7. CPU usage
7. CPU usage

HAProxy normally spends most of its time in the system and a smaller part in
userland. A finely tuned 3.5 GHz CPU can sustain a rate about 80000 end-to-end
connection setups and closes per second at 100% CPU on a single core. When one
core is saturated, typical figures are :
  - 95% system, 5% user for long TCP connections or large HTTP objects
  - 85% system and 15% user for short TCP connections or small HTTP objects in
    close mode
  - 70% system and 30% user for small HTTP objects in keep-alive mode
 
The amount of rules processing and regular expressions will increase the user
land part. The presence of firewall rules, connection tracking, complex routing
tables in the system will instead increase the system part.
 
On most systems, the CPU time observed during network transfers can be cut in 4
parts :
  - the interrupt part, which concerns all the processing performed upon I/O
    receipt, before the target process is even known. Typically Rx packets are
    accounted for in interrupt. On some systems such as Linux where interrupt
    processing may be deferred to a dedicated thread, it can appear as softirq,
    and the thread is called ksoftirqd/0 (for CPU 0). The CPU taking care of
    this load is generally defined by the hardware settings, though in the case
    of softirq it is often possible to remap the processing to another CPU.

━━━━━━━━━━

Write the next part of the HAProxy CPU usage text, picking up after its last sentence. You won't need the items that come after the text.

━━━━━━━━━━

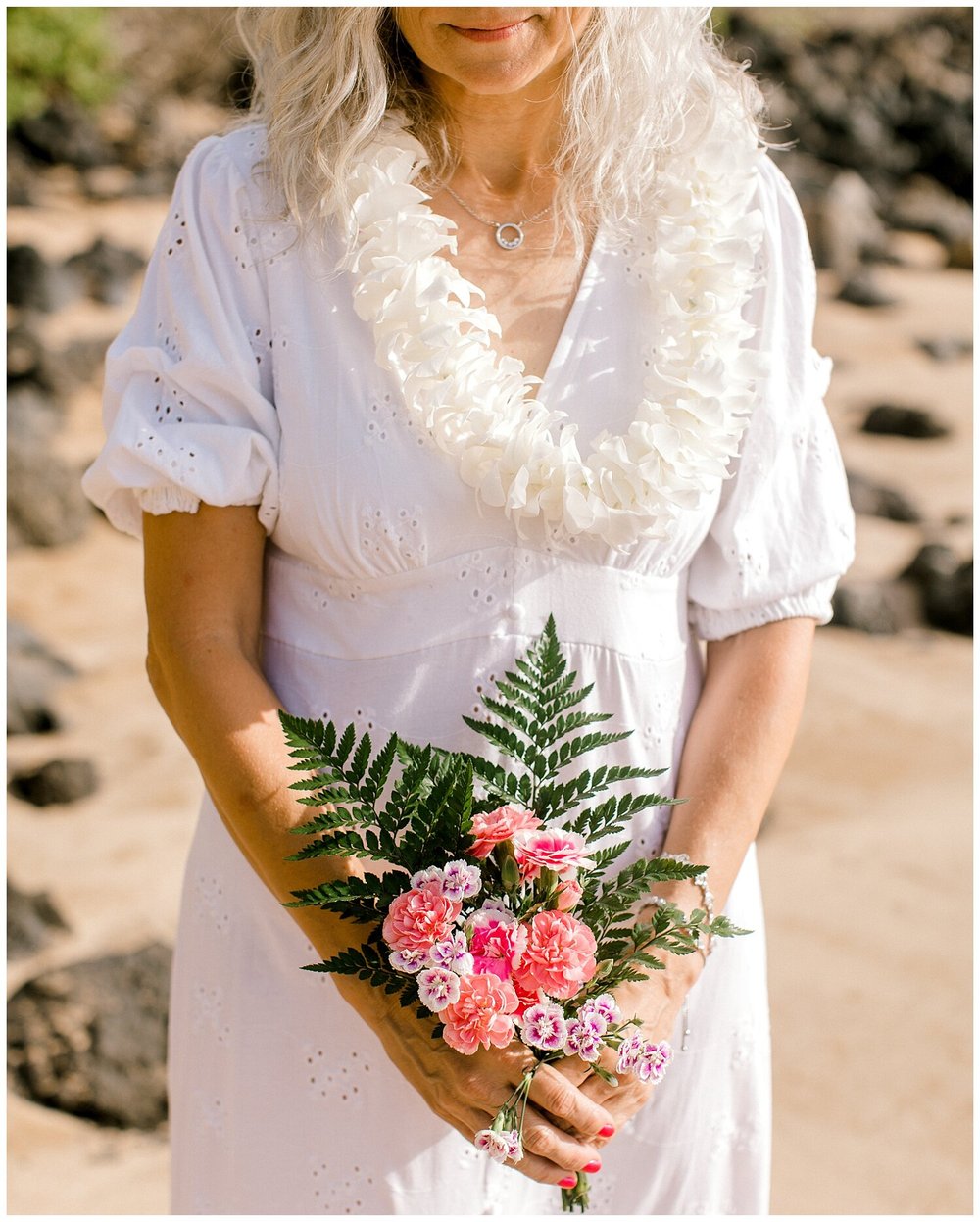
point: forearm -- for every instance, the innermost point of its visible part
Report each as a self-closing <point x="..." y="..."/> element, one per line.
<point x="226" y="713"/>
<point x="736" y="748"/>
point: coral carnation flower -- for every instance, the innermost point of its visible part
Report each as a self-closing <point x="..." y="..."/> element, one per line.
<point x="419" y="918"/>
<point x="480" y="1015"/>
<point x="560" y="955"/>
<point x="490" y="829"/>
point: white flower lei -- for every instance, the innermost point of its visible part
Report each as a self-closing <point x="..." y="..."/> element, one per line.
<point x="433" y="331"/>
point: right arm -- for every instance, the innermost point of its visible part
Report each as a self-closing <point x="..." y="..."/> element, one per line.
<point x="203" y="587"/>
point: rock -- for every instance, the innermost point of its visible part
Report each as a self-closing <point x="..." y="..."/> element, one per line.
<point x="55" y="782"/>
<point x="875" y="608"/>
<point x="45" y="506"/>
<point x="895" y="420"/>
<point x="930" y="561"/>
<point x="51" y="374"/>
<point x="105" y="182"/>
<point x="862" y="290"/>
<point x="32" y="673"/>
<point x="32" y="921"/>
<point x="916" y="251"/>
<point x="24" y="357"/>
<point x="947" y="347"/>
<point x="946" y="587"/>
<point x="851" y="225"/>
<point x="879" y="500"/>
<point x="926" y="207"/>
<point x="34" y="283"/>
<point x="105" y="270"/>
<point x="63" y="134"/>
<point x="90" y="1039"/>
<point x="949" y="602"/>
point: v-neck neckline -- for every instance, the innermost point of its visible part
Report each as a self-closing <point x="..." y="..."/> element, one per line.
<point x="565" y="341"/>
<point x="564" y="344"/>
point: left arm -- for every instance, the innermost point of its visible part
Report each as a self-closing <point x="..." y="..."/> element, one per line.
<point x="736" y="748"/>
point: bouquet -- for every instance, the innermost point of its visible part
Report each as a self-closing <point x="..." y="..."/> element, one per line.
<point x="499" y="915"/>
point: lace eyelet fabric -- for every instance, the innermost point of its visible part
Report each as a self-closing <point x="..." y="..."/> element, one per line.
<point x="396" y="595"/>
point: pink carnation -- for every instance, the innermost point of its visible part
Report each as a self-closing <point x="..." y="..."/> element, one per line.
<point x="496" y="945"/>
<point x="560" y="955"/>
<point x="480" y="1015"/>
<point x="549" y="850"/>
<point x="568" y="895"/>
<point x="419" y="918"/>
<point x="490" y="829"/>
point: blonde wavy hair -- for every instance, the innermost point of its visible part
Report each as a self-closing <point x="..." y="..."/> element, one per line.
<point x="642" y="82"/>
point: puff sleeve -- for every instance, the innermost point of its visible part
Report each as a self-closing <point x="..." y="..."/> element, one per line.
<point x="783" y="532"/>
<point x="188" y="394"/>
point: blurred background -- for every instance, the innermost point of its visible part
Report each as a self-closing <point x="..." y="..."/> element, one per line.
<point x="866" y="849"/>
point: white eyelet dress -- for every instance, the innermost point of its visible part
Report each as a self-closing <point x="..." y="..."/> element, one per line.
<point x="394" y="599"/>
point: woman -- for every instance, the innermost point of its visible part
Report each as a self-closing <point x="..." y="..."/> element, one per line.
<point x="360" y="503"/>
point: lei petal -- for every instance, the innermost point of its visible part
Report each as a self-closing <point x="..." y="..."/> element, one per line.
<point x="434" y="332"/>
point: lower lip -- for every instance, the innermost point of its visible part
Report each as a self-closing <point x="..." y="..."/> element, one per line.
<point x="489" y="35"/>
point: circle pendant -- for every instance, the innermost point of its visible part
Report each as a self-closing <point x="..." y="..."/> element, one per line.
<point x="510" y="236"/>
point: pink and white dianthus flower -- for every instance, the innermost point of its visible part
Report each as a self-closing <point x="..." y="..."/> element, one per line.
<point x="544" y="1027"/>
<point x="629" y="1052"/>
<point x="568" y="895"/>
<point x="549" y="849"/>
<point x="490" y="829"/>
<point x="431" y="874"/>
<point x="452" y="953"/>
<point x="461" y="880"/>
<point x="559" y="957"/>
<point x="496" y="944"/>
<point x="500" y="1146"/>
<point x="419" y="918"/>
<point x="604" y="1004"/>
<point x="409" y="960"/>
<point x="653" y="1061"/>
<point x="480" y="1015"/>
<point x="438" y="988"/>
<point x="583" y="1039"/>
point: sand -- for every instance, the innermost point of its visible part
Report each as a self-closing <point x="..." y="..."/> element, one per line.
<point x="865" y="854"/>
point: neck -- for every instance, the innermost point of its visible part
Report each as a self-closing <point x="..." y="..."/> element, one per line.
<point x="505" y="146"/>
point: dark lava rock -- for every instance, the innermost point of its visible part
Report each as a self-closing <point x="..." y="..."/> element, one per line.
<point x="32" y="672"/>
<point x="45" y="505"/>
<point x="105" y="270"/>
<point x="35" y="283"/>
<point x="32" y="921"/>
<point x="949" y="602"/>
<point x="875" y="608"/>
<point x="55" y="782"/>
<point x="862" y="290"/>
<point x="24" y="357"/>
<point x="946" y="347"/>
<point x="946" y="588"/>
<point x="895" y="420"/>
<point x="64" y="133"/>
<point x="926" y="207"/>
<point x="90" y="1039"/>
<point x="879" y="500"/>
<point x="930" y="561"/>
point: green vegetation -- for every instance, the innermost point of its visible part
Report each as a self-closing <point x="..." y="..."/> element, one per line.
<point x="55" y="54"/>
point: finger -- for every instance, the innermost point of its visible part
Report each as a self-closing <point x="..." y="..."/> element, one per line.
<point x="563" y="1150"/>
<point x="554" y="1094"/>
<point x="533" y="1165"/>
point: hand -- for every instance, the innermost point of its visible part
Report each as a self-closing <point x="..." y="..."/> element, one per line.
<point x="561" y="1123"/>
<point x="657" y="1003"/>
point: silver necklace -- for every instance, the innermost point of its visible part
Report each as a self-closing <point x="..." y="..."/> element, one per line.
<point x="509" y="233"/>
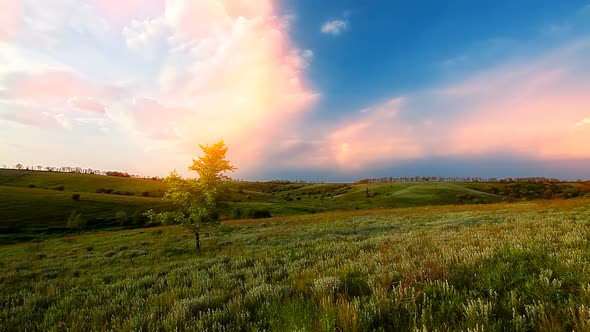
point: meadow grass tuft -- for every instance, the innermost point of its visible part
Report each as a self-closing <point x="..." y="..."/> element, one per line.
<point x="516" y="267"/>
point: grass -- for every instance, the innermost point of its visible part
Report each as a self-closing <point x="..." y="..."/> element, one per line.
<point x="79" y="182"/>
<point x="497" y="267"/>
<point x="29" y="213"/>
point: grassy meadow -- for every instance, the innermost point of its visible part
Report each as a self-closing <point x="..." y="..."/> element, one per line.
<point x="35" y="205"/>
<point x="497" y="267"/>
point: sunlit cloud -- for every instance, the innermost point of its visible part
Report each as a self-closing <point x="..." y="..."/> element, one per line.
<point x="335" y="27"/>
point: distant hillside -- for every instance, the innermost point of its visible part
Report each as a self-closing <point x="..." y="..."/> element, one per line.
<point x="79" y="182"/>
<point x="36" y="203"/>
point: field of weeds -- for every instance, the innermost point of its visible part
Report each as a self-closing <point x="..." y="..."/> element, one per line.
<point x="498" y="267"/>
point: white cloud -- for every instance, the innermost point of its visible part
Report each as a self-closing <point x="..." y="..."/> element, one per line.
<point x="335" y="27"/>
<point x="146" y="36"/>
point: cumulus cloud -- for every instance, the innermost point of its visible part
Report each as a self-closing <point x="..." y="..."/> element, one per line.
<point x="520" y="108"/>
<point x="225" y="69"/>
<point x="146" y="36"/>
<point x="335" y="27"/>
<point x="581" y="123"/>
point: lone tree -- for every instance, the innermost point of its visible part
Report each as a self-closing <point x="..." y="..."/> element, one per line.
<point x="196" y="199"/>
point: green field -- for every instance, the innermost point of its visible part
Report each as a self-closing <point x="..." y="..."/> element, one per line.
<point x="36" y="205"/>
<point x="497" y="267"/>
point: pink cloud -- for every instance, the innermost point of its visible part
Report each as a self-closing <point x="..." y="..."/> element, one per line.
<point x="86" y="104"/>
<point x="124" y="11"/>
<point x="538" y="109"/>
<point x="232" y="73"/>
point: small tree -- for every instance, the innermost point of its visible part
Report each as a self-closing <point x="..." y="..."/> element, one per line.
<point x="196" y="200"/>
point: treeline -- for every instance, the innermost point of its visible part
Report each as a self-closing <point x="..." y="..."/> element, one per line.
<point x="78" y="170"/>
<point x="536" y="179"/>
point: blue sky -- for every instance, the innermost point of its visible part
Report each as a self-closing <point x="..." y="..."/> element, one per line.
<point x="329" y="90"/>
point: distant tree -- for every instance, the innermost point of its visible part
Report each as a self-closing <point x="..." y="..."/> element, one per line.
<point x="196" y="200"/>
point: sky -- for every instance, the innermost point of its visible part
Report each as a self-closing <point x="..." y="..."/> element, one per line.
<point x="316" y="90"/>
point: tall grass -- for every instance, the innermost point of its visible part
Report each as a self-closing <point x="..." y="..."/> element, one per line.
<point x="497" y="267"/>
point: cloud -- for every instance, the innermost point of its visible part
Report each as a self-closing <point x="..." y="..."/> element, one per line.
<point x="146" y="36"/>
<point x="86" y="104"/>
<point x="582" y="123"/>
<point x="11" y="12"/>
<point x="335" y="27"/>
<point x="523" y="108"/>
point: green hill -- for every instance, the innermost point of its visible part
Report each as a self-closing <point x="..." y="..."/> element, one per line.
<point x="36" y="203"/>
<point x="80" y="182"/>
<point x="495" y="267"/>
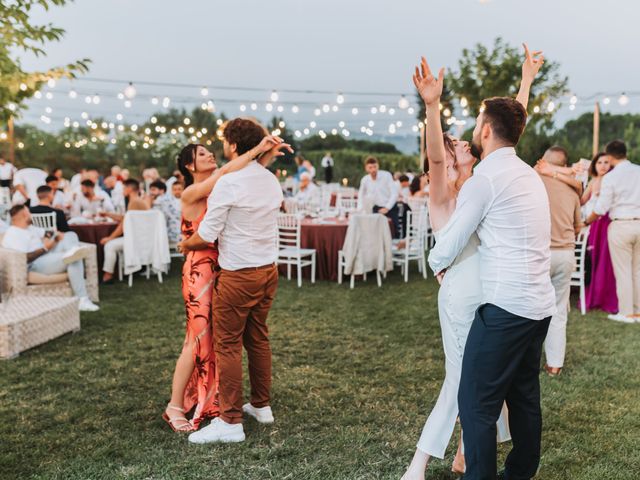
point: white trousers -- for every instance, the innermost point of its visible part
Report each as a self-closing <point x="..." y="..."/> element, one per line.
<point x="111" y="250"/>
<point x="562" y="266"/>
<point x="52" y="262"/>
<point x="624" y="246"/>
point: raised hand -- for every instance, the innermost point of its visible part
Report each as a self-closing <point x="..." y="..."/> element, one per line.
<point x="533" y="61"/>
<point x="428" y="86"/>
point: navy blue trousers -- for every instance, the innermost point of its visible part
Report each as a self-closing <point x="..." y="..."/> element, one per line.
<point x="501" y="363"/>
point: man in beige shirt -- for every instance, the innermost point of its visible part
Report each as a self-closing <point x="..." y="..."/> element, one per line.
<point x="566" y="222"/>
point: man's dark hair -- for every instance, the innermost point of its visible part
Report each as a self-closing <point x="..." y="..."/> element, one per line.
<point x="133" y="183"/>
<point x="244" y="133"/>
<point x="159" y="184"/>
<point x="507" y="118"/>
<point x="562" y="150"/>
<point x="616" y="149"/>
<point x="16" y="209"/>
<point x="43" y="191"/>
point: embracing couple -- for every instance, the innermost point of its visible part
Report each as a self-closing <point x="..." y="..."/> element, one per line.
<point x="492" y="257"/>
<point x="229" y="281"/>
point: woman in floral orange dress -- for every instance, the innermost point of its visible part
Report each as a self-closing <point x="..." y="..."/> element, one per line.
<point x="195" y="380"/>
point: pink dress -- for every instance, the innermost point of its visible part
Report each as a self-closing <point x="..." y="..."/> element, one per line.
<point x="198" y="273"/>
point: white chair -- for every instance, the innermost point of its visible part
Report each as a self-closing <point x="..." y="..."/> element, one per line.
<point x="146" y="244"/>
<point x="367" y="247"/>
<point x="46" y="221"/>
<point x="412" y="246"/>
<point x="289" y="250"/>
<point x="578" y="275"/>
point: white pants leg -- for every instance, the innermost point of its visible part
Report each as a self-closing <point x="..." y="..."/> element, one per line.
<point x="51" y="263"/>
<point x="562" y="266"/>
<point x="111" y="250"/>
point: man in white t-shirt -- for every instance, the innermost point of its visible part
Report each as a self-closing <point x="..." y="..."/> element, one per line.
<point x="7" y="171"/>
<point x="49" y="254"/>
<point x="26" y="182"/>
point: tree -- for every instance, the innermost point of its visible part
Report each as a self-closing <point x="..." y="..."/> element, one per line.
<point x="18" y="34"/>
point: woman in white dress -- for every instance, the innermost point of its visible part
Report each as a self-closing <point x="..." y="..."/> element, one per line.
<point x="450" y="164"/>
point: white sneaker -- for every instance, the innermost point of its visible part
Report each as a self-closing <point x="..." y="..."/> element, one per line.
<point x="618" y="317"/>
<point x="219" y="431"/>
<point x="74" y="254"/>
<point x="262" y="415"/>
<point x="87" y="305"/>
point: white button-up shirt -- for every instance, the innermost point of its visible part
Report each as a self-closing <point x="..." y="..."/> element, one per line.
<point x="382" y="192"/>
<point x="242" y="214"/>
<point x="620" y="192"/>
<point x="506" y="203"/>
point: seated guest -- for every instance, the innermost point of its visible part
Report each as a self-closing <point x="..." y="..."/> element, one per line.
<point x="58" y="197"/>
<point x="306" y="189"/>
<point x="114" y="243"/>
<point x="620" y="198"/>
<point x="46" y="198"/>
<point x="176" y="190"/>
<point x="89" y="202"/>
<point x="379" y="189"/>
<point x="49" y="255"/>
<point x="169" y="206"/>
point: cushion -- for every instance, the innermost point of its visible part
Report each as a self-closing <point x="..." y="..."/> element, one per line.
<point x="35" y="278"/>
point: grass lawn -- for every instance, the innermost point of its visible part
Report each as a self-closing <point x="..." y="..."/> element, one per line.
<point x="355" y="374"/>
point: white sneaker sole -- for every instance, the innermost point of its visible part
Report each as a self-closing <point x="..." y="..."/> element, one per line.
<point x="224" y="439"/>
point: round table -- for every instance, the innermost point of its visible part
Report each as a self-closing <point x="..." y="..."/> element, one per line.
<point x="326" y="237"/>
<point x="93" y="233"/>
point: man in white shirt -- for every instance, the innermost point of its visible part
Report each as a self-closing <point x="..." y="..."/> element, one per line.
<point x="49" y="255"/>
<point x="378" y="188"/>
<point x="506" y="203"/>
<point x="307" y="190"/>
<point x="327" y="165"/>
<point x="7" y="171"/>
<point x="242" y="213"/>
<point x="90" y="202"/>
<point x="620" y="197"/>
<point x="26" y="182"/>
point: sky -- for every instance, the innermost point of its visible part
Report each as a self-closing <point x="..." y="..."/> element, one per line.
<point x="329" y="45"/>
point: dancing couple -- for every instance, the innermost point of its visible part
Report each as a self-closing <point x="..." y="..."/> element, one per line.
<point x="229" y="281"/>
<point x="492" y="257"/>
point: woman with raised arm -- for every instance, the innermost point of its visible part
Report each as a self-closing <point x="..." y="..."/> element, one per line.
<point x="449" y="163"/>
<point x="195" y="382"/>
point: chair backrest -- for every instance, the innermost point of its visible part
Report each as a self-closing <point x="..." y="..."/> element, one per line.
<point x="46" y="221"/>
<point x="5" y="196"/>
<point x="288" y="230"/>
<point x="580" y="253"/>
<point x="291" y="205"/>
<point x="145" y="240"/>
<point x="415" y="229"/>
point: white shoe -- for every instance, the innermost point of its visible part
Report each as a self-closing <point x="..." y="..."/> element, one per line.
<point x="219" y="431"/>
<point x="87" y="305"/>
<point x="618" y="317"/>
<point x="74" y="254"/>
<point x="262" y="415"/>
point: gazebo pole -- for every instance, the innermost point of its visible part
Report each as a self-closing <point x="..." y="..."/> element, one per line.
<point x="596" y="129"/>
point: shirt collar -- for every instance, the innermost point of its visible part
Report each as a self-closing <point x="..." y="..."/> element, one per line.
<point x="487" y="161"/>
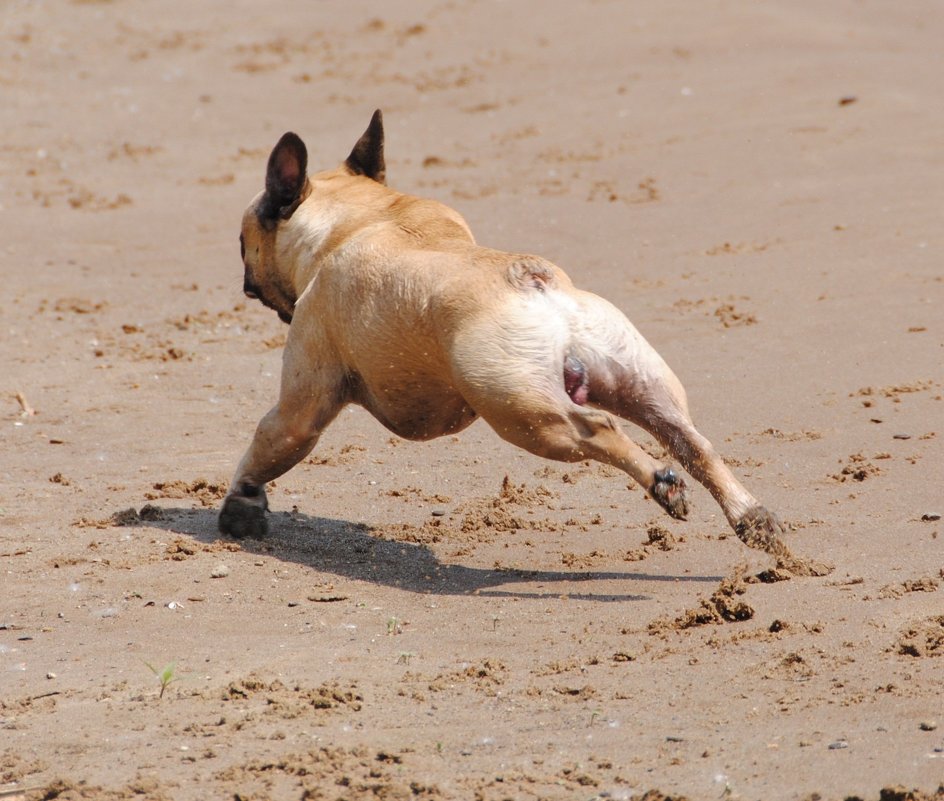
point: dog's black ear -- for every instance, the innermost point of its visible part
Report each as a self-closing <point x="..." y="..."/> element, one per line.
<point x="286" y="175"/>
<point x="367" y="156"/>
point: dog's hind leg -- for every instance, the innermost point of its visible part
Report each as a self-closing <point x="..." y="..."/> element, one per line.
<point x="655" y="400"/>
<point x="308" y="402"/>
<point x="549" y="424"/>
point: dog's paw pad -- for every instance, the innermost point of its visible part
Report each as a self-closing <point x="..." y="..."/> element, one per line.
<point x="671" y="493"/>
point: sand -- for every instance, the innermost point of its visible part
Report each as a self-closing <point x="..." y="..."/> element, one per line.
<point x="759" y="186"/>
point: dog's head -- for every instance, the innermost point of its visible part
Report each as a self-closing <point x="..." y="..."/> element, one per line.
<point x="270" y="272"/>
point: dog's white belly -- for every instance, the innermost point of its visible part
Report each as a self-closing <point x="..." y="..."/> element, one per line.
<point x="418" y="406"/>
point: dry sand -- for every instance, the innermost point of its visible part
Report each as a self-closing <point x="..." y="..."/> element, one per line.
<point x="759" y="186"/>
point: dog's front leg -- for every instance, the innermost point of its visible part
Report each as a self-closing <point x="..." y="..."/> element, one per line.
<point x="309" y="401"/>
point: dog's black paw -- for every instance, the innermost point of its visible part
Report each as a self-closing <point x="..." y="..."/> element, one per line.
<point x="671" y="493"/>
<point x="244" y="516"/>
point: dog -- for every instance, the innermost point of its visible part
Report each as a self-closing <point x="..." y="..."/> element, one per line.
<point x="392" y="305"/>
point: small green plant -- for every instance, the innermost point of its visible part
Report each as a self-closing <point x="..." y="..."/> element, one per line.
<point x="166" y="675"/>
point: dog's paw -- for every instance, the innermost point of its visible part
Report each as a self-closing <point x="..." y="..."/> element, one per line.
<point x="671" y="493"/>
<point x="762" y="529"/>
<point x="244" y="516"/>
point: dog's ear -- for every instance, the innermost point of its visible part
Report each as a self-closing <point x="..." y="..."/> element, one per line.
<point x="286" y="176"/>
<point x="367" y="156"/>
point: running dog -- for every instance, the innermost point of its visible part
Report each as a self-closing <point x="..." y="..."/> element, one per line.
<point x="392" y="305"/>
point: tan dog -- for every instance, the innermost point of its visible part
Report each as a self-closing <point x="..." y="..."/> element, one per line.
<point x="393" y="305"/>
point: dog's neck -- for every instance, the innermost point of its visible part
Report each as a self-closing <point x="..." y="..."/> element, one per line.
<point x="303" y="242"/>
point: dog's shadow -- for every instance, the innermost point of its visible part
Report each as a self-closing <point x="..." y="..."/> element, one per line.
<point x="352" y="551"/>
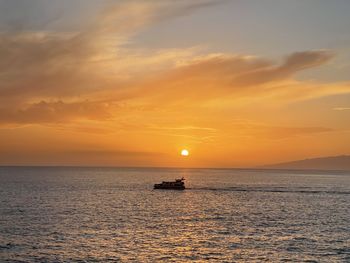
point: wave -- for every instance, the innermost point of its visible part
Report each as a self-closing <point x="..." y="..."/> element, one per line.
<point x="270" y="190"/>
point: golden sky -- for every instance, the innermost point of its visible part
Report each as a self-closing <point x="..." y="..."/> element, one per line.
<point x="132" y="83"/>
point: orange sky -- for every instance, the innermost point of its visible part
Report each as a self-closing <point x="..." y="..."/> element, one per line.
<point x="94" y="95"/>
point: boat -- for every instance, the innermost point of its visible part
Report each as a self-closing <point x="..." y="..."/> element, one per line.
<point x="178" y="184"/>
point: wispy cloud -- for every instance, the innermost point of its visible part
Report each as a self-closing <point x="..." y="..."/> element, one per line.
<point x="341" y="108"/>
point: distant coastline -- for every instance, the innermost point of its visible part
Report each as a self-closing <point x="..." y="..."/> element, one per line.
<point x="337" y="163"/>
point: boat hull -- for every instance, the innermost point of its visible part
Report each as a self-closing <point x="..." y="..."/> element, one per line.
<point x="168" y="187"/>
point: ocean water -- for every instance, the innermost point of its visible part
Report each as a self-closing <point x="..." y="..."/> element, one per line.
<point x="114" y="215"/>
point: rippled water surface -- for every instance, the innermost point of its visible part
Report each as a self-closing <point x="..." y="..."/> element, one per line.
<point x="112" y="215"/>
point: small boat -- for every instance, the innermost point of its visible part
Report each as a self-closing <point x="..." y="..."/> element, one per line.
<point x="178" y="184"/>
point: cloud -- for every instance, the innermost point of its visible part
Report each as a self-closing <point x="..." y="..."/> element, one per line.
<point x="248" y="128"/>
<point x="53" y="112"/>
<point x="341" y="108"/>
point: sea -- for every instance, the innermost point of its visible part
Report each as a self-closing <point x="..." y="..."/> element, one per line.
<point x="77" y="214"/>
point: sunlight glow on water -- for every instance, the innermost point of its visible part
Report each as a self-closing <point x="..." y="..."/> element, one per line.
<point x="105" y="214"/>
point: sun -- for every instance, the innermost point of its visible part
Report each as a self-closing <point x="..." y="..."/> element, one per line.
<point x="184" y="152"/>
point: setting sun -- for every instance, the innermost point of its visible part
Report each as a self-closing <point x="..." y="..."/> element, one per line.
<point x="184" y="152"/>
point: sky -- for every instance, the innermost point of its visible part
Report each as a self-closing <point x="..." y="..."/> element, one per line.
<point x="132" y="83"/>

━━━━━━━━━━

**TASK ANSWER**
    This interrupt part will often be perceived as parasitic since it's not
    associated with any process, but it actually is some processing being done
    to prepare the work for the process.
 
  - the system part, which concerns all the processing done using kernel code
    called from userland. System calls are accounted as system for example. All
    synchronously delivered Tx packets will be accounted for as system time. If
    some packets have to be deferred due to queues filling up, they may then be
    processed in interrupt context later (eg: upon receipt of an ACK opening a
    TCP window).
 
  - the user part, which exclusively runs application code in userland. HAProxy
    runs exclusively in this part, though it makes heavy use of system calls.
    Rules processing, regular expressions, compression, encryption all add to
    the user portion of CPU consumption.
 
  - the idle part, which is what the CPU does when there is nothing to do. For
    example HAProxy waits for an incoming connection, or waits for some data to
    leave, meaning the system is waiting for an ACK from the client to push
    these data.
 
In practice regarding HAProxy's activity, it is in general reasonably accurate
(but totally inexact) to consider that interrupt/softirq are caused by Rx
processing in kernel drivers, that user-land is caused by layer 7 processing
in HAProxy, and that system time is caused by network processing on the Tx
path.
 
Since HAProxy runs around an event loop, it waits for new events using poll()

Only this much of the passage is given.